#### INSTRUCTIONS TO FOLLOW:
Display each line below that contains the string "handle", copying every such line in full. Case counts.

━━━ INPUT ROWS ━━━

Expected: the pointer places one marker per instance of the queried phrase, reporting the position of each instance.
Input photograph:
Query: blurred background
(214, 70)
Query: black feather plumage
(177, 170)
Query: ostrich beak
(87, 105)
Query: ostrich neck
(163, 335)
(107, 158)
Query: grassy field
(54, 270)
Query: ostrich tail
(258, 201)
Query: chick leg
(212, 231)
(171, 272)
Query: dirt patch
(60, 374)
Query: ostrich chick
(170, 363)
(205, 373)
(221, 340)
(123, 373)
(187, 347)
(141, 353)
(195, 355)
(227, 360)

━━━
━━━ INPUT ROWS ━━━

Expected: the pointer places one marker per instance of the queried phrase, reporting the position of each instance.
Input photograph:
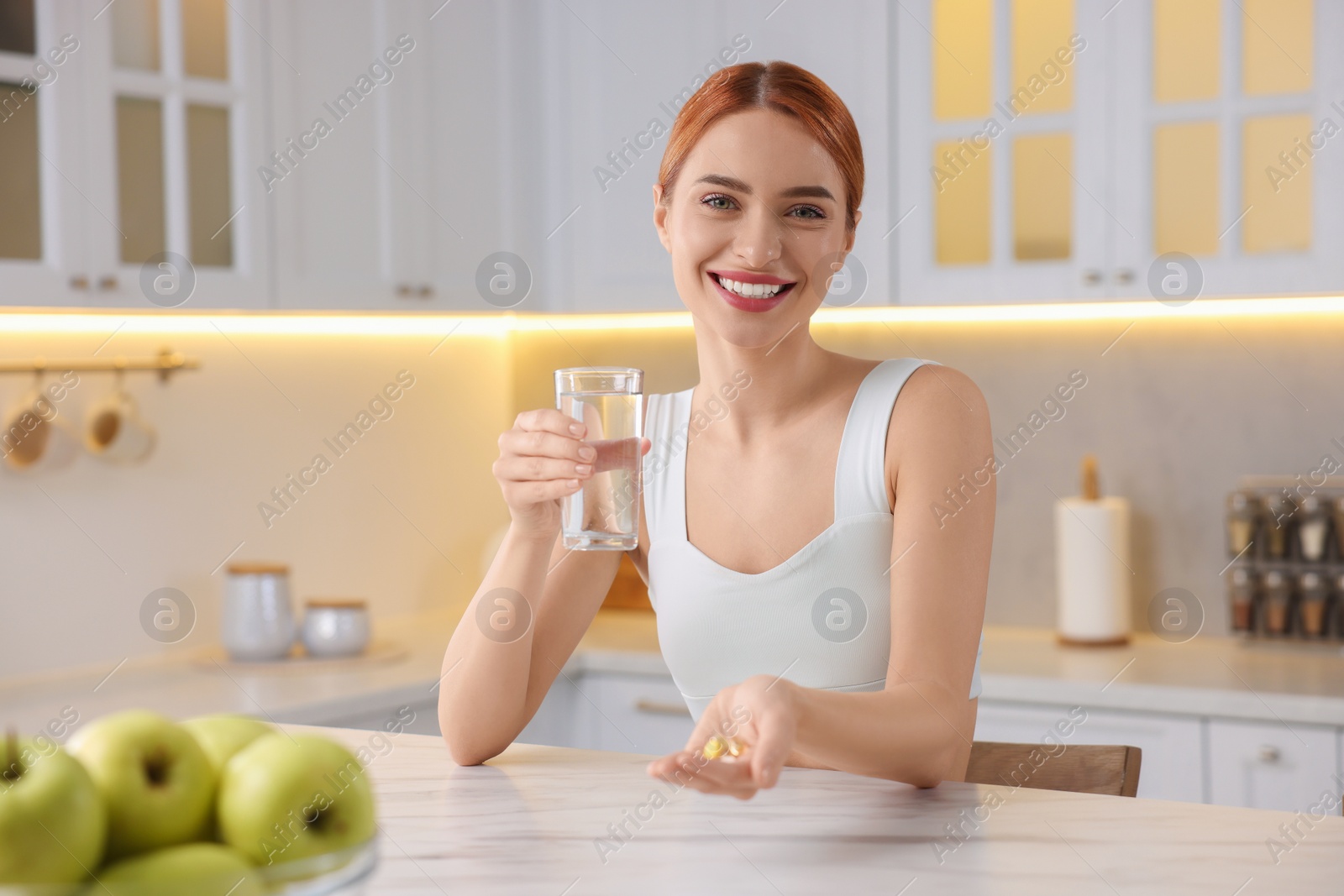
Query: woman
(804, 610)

━━━
━━━ INPUT ROWS ━━━

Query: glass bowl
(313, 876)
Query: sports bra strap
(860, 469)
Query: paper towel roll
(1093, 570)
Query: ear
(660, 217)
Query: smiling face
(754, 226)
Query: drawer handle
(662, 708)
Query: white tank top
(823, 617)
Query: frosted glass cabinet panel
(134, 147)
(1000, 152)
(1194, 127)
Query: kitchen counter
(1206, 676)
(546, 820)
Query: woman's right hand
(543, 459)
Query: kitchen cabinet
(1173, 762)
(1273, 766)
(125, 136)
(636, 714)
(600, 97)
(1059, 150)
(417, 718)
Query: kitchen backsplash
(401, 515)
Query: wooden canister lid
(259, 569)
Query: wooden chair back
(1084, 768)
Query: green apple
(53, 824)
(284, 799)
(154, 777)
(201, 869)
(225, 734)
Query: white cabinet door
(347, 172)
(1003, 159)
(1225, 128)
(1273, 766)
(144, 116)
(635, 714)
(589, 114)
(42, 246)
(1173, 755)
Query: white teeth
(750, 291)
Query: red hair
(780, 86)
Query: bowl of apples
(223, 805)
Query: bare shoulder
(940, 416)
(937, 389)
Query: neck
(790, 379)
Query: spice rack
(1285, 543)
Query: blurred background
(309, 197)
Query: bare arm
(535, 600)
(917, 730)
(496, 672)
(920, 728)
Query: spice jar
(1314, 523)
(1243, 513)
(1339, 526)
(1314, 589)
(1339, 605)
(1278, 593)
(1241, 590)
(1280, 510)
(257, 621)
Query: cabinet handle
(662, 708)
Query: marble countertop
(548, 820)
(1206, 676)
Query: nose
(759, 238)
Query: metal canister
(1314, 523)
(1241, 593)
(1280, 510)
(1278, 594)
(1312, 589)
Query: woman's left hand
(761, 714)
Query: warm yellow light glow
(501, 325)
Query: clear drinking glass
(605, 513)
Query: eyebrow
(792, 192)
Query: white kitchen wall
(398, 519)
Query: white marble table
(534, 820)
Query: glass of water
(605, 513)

━━━

#### TASK SOLUTION:
Query: drawer handle
Query: cabinet handle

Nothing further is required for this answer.